[Selected passage]
=== Section Start ===
Aatresh is an example of what Ashok is talking about. His 5-year-old company, Aditazz, has been doing projects in various parts of the world, including China and Singapore. Just two months ago, Aatresh opened an office in India and he’s working on winning his first contract there — to design a state-of-the-art, energy-efficient hospital in the southern part of the country.

Aditazz startup founder Deepak Aatresh (standing) opened an office in India two months ago.
Aditazz startup founder Deepak Aatresh (standing) opened an office in India two months ago. (Beth Willon/KQED)

He believes Indian expatriates are uniquely positioned to do business in their native country.

“We know how to navigate through the opportunities because we know the people, we know the lay of the land, we know the language, if we need to speak it,” said Aatresh. “In the end, it’s home.”

But because he grew up there, Aatresh knows doing business in India won’t be easy — with its difficult infrastructure, transportation, tax codes and court system.

“We feel it’s a bureaucratic mess,” said Aatresh. “If we ever get into any trouble, we’re going to have a lot of challenges.”

Vivek Wadhwa, a fellow at Stanford Law School who has studied Indian-American entrepreneurs who have returned to their native  country, agrees.

“India is a very difficult place to work because of corruption, bureaucracy, pollution, noise, you name it,” said Wadhwa. “But somehow Indian entrepreneurs have been able to rise above it.”

Ashok, the consul general, said innovative thinking is still not encouraged in many parts of India, as it is in Silicon Valley.

“Successful entrepreneurs have learned from failure,” said Ashok. “In many ways that’s the opposite of what we see in India, because there we have a rather traditional mindset where we’re told, ‘Don’t think outside the box, don’t get out of the system, don’t do something disruptive.’ Here disruptive technology is the keyword.”

While startup failures  may be accepted in Silicon Valley, that’s still not an option for entrepreneurs  in India, Ashok said.

“You fail in India, you’re seen as a failure and people say, ‘This guy is useless,’ ” said Ashok. “In Silicon Valley, on the other hand, they encourage you to pick yourself up and do better, learn from your mistakes, and rise on to your success.”

Modi is hoping to tap into that mindset this weekend — and court potential investors — when he’s due to visit Facebook in Menlo Park, Mountain View-based Google and Tesla in Fremont. He will also have dinners and lunches with Indian-American startup founders and community leaders.

Modi’s trip to Silicon Valley will not be without controversy. A variety of groups want to use the prime minister’s visit to highlight concerns about his politics.

More than 100 professors signed an open letter protesting India’s recent crackdown on groups like Greenpeace. Others want Modi held accountable for his alleged complicity in anti-Muslim riots more than a decade ago. Protests are expected online and in person as he makes the rounds of the major tech campuses and speaks before 19,000 people at the SAP Center in San Jose on Sunday.

Aatresh will be at the SAP Center event and he may even get to meet Modi. He’s glad to hear the prime minister will tour Tesla, see all the battery-operated cars and meet CEO Elon Musk.

But it’s bittersweet. Could Aatresh’s father have given Musk a run for his money, had he been given the chance to develop his battery-operated car in India decades ago?

“If he’d gotten the kind of tax breaks that Elon Musk got and the kind of support from [the Department of Energy], it would have been a great product by now,” said Aatresh. “I’m certain of it.”

California has the seventh-largest economy in the world, and immigrants have a long history in building that prosperity. Today one out of every three working people in California is an immigrant — a share that has grown in recent decades. Our state is shaped by these workers and entrepreneurs — 6 million people who’ve found a job in the Golden State. In our series “Immigrant Shift,” KQED and The California Report explore the impact they have, the challenges they face and the policies that affect them.
=== Section End ===
[Extracted information]
=== Section Start ===
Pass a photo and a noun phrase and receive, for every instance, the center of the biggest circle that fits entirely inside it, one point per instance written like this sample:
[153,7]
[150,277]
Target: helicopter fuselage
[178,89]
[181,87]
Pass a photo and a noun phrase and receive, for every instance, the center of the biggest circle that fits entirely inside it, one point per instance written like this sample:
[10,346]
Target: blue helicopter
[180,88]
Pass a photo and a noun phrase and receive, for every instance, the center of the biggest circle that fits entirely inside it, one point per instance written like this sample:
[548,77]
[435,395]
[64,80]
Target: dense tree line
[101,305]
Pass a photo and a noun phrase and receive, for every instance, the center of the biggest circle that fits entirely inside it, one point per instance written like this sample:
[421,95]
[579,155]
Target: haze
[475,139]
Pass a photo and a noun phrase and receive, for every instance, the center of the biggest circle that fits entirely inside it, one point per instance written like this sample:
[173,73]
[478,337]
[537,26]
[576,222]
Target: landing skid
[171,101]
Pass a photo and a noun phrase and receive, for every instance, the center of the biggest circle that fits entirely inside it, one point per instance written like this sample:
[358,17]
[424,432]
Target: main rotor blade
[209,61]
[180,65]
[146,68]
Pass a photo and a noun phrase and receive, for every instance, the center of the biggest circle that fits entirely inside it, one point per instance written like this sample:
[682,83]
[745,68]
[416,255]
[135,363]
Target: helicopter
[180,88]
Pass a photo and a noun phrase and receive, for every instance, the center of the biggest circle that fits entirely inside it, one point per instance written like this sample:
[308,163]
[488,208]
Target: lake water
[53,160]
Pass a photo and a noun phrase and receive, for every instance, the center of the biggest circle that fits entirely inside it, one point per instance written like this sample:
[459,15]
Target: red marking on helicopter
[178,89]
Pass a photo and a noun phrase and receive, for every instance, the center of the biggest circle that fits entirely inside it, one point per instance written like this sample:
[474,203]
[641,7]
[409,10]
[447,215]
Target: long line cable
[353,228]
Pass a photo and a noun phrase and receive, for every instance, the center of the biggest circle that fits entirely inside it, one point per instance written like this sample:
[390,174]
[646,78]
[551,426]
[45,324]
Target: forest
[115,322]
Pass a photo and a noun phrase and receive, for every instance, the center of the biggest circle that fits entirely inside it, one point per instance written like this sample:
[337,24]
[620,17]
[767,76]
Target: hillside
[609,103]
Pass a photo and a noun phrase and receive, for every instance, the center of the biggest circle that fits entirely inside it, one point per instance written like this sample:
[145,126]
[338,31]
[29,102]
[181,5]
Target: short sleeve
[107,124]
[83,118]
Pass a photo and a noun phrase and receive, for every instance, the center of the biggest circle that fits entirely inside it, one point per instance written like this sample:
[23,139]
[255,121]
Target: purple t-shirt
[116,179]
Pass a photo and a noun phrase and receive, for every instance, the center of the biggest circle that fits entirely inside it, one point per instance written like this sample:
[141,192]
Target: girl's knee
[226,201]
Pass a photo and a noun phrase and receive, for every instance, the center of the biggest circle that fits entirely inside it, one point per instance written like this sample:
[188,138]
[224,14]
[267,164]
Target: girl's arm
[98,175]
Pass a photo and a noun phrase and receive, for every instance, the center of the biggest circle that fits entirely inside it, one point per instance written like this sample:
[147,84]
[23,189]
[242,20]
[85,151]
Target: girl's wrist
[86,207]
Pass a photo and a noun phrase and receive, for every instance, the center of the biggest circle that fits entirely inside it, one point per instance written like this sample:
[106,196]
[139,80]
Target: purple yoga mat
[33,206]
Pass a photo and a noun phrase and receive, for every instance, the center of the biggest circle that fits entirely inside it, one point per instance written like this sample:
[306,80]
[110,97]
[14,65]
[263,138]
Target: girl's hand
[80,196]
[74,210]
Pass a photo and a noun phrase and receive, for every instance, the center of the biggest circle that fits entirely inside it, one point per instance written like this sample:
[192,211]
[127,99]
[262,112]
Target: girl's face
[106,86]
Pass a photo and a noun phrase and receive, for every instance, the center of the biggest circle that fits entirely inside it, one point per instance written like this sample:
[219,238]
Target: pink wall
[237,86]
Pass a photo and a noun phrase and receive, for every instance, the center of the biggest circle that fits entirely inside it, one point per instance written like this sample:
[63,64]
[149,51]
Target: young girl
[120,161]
=== Section End ===
[Assigned task] Return, word for word, the part of the article on Indian entrepreneurs between "Modi’s trip to" and "India decades ago?", inclusive.

[Response to the exercise]
Modi’s trip to Silicon Valley will not be without controversy. A variety of groups want to use the prime minister’s visit to highlight concerns about his politics.

More than 100 professors signed an open letter protesting India’s recent crackdown on groups like Greenpeace. Others want Modi held accountable for his alleged complicity in anti-Muslim riots more than a decade ago. Protests are expected online and in person as he makes the rounds of the major tech campuses and speaks before 19,000 people at the SAP Center in San Jose on Sunday.

Aatresh will be at the SAP Center event and he may even get to meet Modi. He’s glad to hear the prime minister will tour Tesla, see all the battery-operated cars and meet CEO Elon Musk.

But it’s bittersweet. Could Aatresh’s father have given Musk a run for his money, had he been given the chance to develop his battery-operated car in India decades ago?